[TASK DIRECTIONS]
Write down each entry again, exactly as it reads.

[DATA PROVIDED]
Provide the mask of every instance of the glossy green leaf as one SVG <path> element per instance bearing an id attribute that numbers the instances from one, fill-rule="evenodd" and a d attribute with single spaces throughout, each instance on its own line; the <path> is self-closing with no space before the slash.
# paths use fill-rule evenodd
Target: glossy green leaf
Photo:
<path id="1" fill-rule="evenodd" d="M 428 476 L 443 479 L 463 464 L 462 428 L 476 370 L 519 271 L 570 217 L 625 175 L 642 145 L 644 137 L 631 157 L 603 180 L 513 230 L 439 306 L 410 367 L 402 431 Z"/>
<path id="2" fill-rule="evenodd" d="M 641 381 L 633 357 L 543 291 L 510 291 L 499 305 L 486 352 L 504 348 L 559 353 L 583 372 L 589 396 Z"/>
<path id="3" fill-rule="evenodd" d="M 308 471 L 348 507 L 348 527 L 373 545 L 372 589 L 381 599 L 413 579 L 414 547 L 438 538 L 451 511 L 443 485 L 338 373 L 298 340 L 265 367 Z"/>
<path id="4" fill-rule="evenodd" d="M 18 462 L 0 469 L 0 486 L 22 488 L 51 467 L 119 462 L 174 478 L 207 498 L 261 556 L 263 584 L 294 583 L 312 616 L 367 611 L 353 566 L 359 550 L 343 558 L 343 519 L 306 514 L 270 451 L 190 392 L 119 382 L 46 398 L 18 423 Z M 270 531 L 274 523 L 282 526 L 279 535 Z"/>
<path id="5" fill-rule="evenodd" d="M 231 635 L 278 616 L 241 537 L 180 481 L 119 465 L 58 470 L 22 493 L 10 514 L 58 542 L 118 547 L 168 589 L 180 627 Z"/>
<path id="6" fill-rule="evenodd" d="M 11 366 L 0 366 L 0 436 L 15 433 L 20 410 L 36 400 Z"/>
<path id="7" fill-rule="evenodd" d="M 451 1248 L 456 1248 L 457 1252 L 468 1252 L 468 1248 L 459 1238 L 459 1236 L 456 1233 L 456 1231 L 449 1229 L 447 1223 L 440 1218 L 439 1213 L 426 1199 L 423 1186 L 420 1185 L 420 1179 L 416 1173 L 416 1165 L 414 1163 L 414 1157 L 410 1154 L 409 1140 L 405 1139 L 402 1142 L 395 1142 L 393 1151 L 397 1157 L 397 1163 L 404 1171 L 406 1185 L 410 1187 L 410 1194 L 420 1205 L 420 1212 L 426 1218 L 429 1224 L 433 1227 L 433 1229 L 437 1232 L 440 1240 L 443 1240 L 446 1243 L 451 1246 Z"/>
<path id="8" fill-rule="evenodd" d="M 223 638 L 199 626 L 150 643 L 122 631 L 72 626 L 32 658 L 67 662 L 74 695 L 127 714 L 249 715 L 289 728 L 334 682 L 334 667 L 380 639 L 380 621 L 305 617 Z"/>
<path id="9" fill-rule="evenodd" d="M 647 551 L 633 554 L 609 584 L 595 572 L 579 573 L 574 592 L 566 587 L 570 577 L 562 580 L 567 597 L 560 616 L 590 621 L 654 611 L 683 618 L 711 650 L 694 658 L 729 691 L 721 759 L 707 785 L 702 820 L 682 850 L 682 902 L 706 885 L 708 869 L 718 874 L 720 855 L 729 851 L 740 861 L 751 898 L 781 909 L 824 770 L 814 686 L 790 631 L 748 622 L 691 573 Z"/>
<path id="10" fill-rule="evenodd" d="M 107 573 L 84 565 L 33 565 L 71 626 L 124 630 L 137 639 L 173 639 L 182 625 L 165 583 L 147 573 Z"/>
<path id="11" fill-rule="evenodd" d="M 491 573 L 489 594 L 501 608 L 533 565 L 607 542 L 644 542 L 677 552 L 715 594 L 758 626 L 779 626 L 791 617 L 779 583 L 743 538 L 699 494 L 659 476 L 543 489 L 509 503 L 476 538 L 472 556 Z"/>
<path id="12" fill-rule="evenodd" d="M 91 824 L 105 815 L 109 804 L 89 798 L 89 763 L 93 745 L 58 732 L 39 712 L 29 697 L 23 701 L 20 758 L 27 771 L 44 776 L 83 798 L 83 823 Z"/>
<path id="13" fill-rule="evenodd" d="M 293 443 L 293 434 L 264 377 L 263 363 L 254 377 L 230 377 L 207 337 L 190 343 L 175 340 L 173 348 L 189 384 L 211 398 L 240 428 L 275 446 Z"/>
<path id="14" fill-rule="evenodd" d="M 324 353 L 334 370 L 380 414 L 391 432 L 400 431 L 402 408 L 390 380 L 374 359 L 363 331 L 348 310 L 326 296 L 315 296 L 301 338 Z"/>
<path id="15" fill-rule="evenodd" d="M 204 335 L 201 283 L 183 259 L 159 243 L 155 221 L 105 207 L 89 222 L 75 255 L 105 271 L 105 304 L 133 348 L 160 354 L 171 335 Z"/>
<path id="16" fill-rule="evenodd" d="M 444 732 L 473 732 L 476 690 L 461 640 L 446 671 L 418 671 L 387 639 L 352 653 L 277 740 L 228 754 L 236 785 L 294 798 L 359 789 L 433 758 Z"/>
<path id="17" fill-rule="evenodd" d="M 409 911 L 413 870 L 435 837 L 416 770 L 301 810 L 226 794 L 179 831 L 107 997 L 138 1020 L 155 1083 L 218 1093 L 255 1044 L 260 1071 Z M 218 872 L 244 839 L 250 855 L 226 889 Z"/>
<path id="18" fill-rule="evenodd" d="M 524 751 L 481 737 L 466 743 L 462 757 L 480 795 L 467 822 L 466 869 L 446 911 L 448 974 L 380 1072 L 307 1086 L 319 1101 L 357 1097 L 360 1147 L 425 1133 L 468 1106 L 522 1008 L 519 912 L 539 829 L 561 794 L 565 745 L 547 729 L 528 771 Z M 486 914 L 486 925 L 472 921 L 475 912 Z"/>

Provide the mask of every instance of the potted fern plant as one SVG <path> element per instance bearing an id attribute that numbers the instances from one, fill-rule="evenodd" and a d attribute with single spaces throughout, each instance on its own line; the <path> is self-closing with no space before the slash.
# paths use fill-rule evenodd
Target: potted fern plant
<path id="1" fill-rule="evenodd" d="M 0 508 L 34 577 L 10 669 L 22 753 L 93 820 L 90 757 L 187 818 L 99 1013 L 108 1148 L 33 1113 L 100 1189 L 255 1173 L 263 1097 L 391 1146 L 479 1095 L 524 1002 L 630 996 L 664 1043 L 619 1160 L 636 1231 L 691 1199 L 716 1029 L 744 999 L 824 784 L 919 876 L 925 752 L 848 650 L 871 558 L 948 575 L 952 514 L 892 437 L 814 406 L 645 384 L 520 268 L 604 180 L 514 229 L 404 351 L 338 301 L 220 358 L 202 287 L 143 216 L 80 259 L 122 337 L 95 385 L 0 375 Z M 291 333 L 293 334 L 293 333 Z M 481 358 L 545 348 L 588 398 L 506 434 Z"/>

[PROBLEM SOLUTION]
Provide the mask of every instance of the glossy green leaf as one SVG <path> element per instance bearing an id attribute that numbers the instances from one, fill-rule="evenodd" and a d attribute with single spaces throughout, each instance on its own line; the <path> is self-closing with no space before the slash.
# paths use fill-rule evenodd
Target: glossy green leaf
Photo:
<path id="1" fill-rule="evenodd" d="M 428 476 L 443 479 L 463 464 L 462 428 L 476 370 L 519 271 L 570 217 L 625 175 L 642 145 L 644 137 L 631 157 L 603 180 L 513 230 L 439 306 L 410 367 L 402 431 Z"/>
<path id="2" fill-rule="evenodd" d="M 641 381 L 633 357 L 543 291 L 510 291 L 499 305 L 486 352 L 504 348 L 559 353 L 583 372 L 589 396 Z"/>
<path id="3" fill-rule="evenodd" d="M 308 471 L 348 507 L 348 527 L 373 545 L 372 589 L 381 599 L 413 579 L 414 547 L 438 538 L 451 511 L 443 485 L 338 373 L 298 340 L 265 367 Z"/>
<path id="4" fill-rule="evenodd" d="M 18 462 L 0 469 L 0 486 L 22 488 L 51 467 L 119 462 L 174 478 L 207 498 L 261 556 L 263 584 L 294 583 L 312 616 L 367 611 L 353 566 L 359 550 L 343 558 L 343 519 L 306 514 L 270 451 L 190 392 L 119 382 L 46 398 L 18 423 Z M 270 531 L 274 523 L 282 526 L 279 535 Z"/>
<path id="5" fill-rule="evenodd" d="M 231 635 L 278 616 L 241 537 L 180 481 L 119 465 L 58 470 L 22 493 L 10 514 L 58 542 L 118 547 L 168 589 L 180 627 Z"/>
<path id="6" fill-rule="evenodd" d="M 11 366 L 0 366 L 0 436 L 15 433 L 20 410 L 36 400 Z"/>
<path id="7" fill-rule="evenodd" d="M 451 1248 L 456 1248 L 457 1252 L 468 1252 L 468 1248 L 459 1238 L 459 1236 L 456 1233 L 456 1231 L 449 1229 L 447 1223 L 440 1218 L 439 1213 L 426 1199 L 423 1186 L 420 1185 L 420 1179 L 416 1173 L 416 1165 L 414 1163 L 414 1157 L 410 1154 L 409 1140 L 405 1139 L 402 1142 L 395 1142 L 393 1151 L 397 1157 L 397 1163 L 404 1171 L 406 1185 L 410 1187 L 410 1194 L 420 1205 L 420 1212 L 426 1218 L 429 1224 L 433 1227 L 433 1229 L 437 1232 L 440 1240 L 443 1240 L 446 1243 L 451 1246 Z"/>
<path id="8" fill-rule="evenodd" d="M 223 638 L 199 626 L 150 643 L 122 631 L 72 626 L 32 658 L 67 662 L 74 695 L 127 714 L 249 715 L 289 728 L 334 682 L 334 667 L 380 639 L 380 621 L 305 617 Z"/>
<path id="9" fill-rule="evenodd" d="M 647 551 L 633 554 L 609 584 L 595 572 L 579 573 L 574 592 L 566 587 L 570 577 L 562 580 L 567 597 L 560 616 L 590 621 L 654 611 L 683 618 L 711 650 L 694 658 L 729 691 L 721 759 L 707 785 L 702 820 L 682 850 L 682 902 L 706 885 L 708 869 L 718 874 L 720 855 L 729 851 L 740 861 L 751 898 L 781 909 L 824 770 L 814 686 L 790 631 L 748 622 L 691 573 Z"/>
<path id="10" fill-rule="evenodd" d="M 107 573 L 84 565 L 33 565 L 71 626 L 124 630 L 137 639 L 173 639 L 182 625 L 165 583 L 147 573 Z"/>
<path id="11" fill-rule="evenodd" d="M 491 573 L 489 594 L 501 608 L 533 565 L 607 542 L 644 542 L 677 552 L 715 594 L 758 626 L 779 626 L 791 617 L 779 583 L 743 538 L 699 494 L 659 476 L 543 489 L 509 503 L 476 538 L 472 556 Z"/>
<path id="12" fill-rule="evenodd" d="M 91 824 L 105 815 L 109 804 L 89 798 L 89 763 L 93 745 L 58 732 L 39 712 L 29 697 L 23 701 L 20 758 L 27 771 L 44 776 L 83 798 L 83 823 Z"/>
<path id="13" fill-rule="evenodd" d="M 293 443 L 293 434 L 264 377 L 263 363 L 254 377 L 230 377 L 207 337 L 190 343 L 175 340 L 173 348 L 189 384 L 211 398 L 240 428 L 275 446 Z"/>
<path id="14" fill-rule="evenodd" d="M 324 353 L 334 370 L 380 414 L 391 432 L 400 431 L 402 408 L 390 380 L 374 359 L 363 331 L 348 310 L 326 296 L 315 296 L 301 338 Z"/>
<path id="15" fill-rule="evenodd" d="M 204 335 L 201 283 L 183 259 L 159 243 L 155 221 L 105 207 L 89 222 L 75 255 L 105 271 L 105 304 L 133 348 L 160 354 L 171 335 Z"/>
<path id="16" fill-rule="evenodd" d="M 444 732 L 473 732 L 476 690 L 461 640 L 446 671 L 418 671 L 387 639 L 352 653 L 277 740 L 228 754 L 236 785 L 294 798 L 359 789 L 433 758 Z"/>
<path id="17" fill-rule="evenodd" d="M 409 911 L 413 870 L 435 837 L 416 770 L 301 810 L 226 794 L 179 831 L 107 997 L 138 1020 L 155 1083 L 218 1093 L 255 1044 L 260 1071 Z M 218 872 L 244 839 L 250 855 L 226 889 Z"/>
<path id="18" fill-rule="evenodd" d="M 524 751 L 481 737 L 466 743 L 462 757 L 480 795 L 467 822 L 466 869 L 446 911 L 448 974 L 380 1072 L 307 1086 L 319 1101 L 357 1097 L 360 1147 L 425 1133 L 468 1106 L 522 1008 L 519 912 L 539 829 L 561 794 L 565 745 L 547 729 L 528 771 Z M 486 914 L 486 925 L 472 921 L 475 912 Z"/>

Provide the mask of every instance of the potted fern plant as one SVG <path> element per instance bearing an id attribute that numbers the instances from one, fill-rule="evenodd" and a d attribute with single spaces throughout, each instance on its own line; the <path> is self-closing with no space before the slash.
# paths use fill-rule evenodd
Target: potted fern plant
<path id="1" fill-rule="evenodd" d="M 0 508 L 34 577 L 10 669 L 22 753 L 93 820 L 90 757 L 187 818 L 99 1013 L 108 1148 L 33 1113 L 100 1189 L 255 1173 L 263 1097 L 391 1146 L 479 1095 L 524 1002 L 630 996 L 664 1043 L 619 1160 L 636 1231 L 691 1199 L 716 1029 L 744 999 L 824 784 L 919 876 L 925 752 L 848 650 L 871 558 L 948 575 L 952 514 L 892 437 L 814 406 L 645 384 L 520 268 L 604 180 L 514 229 L 404 351 L 338 301 L 220 358 L 202 287 L 143 216 L 80 259 L 122 337 L 95 385 L 0 375 Z M 291 333 L 293 334 L 293 333 Z M 481 358 L 545 348 L 588 398 L 506 434 Z"/>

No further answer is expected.